> [Stored records]:
+ + +

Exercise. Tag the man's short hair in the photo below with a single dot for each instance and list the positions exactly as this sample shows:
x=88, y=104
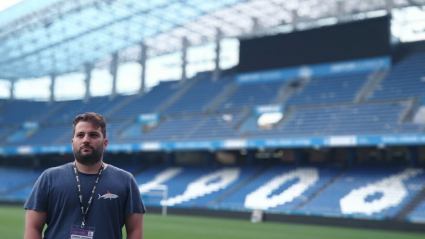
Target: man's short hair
x=96, y=119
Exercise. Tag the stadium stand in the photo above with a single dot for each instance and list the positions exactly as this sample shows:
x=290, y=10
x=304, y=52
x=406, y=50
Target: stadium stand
x=250, y=95
x=20, y=111
x=342, y=120
x=13, y=178
x=329, y=90
x=149, y=102
x=101, y=105
x=193, y=186
x=280, y=188
x=218, y=126
x=404, y=80
x=359, y=192
x=418, y=215
x=199, y=96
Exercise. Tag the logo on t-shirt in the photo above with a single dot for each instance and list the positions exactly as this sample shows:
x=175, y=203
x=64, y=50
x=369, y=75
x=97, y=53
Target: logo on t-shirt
x=108, y=195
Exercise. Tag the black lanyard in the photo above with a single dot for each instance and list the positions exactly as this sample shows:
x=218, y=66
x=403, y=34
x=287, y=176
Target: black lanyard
x=80, y=193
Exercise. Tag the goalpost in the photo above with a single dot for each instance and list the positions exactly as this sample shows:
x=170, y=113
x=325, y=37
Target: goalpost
x=156, y=191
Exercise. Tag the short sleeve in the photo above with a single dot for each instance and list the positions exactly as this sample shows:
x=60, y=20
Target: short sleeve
x=38, y=199
x=134, y=199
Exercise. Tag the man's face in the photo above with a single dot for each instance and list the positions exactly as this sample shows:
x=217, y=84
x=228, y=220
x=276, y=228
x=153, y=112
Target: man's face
x=88, y=143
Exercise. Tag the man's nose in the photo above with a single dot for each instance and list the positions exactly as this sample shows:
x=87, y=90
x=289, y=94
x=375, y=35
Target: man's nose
x=86, y=139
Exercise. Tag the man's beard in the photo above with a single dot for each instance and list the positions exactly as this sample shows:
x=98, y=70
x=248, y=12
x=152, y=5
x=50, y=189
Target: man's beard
x=88, y=159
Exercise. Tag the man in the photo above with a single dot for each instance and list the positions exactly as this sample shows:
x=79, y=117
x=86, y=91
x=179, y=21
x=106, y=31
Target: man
x=86, y=198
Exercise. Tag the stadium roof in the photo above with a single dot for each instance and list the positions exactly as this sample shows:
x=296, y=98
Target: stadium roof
x=65, y=35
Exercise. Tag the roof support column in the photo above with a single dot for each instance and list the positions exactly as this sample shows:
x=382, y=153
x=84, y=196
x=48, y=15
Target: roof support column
x=143, y=56
x=389, y=6
x=87, y=68
x=12, y=90
x=255, y=26
x=113, y=69
x=295, y=19
x=341, y=10
x=52, y=87
x=217, y=70
x=185, y=45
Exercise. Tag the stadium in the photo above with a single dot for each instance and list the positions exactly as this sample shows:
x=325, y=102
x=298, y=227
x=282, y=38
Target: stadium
x=238, y=118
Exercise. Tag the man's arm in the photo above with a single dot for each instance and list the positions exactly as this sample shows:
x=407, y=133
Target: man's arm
x=34, y=224
x=134, y=225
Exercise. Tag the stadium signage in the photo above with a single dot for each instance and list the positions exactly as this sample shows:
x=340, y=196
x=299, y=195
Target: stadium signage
x=148, y=118
x=263, y=109
x=30, y=125
x=328, y=69
x=328, y=141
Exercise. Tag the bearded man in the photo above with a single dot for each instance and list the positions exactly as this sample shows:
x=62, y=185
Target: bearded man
x=86, y=198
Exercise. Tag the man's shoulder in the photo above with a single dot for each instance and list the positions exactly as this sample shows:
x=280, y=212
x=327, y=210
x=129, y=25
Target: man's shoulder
x=58, y=169
x=118, y=171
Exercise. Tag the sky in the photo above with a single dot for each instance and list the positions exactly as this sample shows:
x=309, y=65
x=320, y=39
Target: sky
x=7, y=3
x=408, y=25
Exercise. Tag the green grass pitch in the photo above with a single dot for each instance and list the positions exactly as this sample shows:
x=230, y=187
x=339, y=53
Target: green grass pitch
x=185, y=227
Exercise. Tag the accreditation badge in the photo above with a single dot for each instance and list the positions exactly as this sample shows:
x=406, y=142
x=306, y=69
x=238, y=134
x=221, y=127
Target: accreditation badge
x=82, y=233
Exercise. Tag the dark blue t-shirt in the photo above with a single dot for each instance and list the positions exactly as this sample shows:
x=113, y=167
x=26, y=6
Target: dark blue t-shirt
x=56, y=193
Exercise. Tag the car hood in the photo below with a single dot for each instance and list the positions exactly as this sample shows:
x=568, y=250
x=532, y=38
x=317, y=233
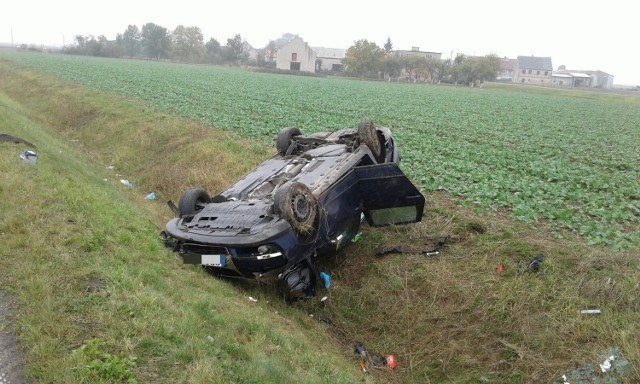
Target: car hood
x=231, y=218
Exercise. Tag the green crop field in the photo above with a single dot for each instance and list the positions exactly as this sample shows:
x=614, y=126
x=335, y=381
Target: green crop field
x=567, y=159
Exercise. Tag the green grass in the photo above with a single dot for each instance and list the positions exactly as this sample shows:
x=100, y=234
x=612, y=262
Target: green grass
x=555, y=156
x=100, y=300
x=451, y=318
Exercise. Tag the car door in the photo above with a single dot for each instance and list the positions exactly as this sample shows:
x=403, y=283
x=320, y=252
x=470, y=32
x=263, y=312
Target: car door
x=388, y=196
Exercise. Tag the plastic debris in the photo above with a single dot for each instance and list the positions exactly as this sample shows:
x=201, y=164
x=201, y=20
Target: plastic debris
x=326, y=279
x=606, y=365
x=358, y=349
x=534, y=265
x=391, y=362
x=378, y=361
x=28, y=157
x=612, y=370
x=8, y=138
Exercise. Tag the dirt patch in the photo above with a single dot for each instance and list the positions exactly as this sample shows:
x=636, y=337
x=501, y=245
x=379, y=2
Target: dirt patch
x=8, y=138
x=11, y=364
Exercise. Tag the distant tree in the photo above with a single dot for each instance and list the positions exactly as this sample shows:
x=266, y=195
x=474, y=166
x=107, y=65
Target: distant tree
x=270, y=50
x=187, y=44
x=236, y=50
x=388, y=46
x=474, y=70
x=285, y=39
x=213, y=54
x=92, y=46
x=363, y=59
x=155, y=41
x=130, y=41
x=392, y=65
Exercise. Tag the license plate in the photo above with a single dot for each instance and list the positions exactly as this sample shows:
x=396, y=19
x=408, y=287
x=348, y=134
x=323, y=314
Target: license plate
x=213, y=260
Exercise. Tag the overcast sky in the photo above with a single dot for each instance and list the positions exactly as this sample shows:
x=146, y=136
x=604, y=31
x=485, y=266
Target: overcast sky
x=578, y=34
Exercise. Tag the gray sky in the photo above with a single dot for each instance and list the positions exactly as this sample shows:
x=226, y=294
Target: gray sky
x=577, y=34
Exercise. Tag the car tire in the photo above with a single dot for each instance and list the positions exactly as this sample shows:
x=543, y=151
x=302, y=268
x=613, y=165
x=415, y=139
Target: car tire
x=296, y=203
x=284, y=139
x=369, y=136
x=192, y=202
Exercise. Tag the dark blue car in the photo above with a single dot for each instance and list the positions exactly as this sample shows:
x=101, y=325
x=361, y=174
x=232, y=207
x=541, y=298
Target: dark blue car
x=307, y=200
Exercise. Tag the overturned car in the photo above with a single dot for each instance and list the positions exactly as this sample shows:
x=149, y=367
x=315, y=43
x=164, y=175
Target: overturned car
x=307, y=200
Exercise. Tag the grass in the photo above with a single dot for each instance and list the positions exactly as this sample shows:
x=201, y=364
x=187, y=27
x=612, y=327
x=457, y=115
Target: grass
x=451, y=318
x=558, y=157
x=99, y=299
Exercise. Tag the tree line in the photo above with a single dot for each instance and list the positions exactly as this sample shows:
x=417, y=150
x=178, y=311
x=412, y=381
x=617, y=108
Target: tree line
x=184, y=44
x=362, y=59
x=367, y=59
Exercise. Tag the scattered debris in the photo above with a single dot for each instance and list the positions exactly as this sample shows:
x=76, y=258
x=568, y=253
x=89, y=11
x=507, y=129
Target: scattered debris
x=391, y=361
x=606, y=365
x=613, y=370
x=431, y=248
x=326, y=279
x=28, y=157
x=534, y=265
x=127, y=183
x=378, y=361
x=359, y=350
x=531, y=266
x=15, y=140
x=590, y=312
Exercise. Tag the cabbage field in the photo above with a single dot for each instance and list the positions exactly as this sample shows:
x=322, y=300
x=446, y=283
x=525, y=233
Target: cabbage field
x=567, y=159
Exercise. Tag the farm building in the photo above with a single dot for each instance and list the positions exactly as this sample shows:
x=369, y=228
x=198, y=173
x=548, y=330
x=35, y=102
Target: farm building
x=415, y=51
x=583, y=79
x=506, y=70
x=570, y=79
x=329, y=59
x=533, y=70
x=296, y=56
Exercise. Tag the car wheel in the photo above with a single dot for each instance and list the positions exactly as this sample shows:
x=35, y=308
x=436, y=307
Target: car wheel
x=284, y=139
x=192, y=202
x=295, y=203
x=369, y=136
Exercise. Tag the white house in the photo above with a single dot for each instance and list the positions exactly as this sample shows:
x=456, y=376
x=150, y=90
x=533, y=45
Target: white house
x=296, y=56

+ + +

Copy the stretch of the records above that runs from the line with "x=84, y=196" through the line with "x=325, y=102". Both end lines belong in the copy, and nothing else does.

> [SOLUTION BELOW]:
x=84, y=196
x=48, y=15
Target: roof support column
x=143, y=56
x=389, y=6
x=87, y=68
x=12, y=90
x=255, y=26
x=113, y=69
x=295, y=19
x=341, y=10
x=52, y=87
x=217, y=70
x=185, y=45
Exercise. Tag the stadium in the photo above with a single dot for each instance and list the positions exactly as this sample shows:
x=325, y=102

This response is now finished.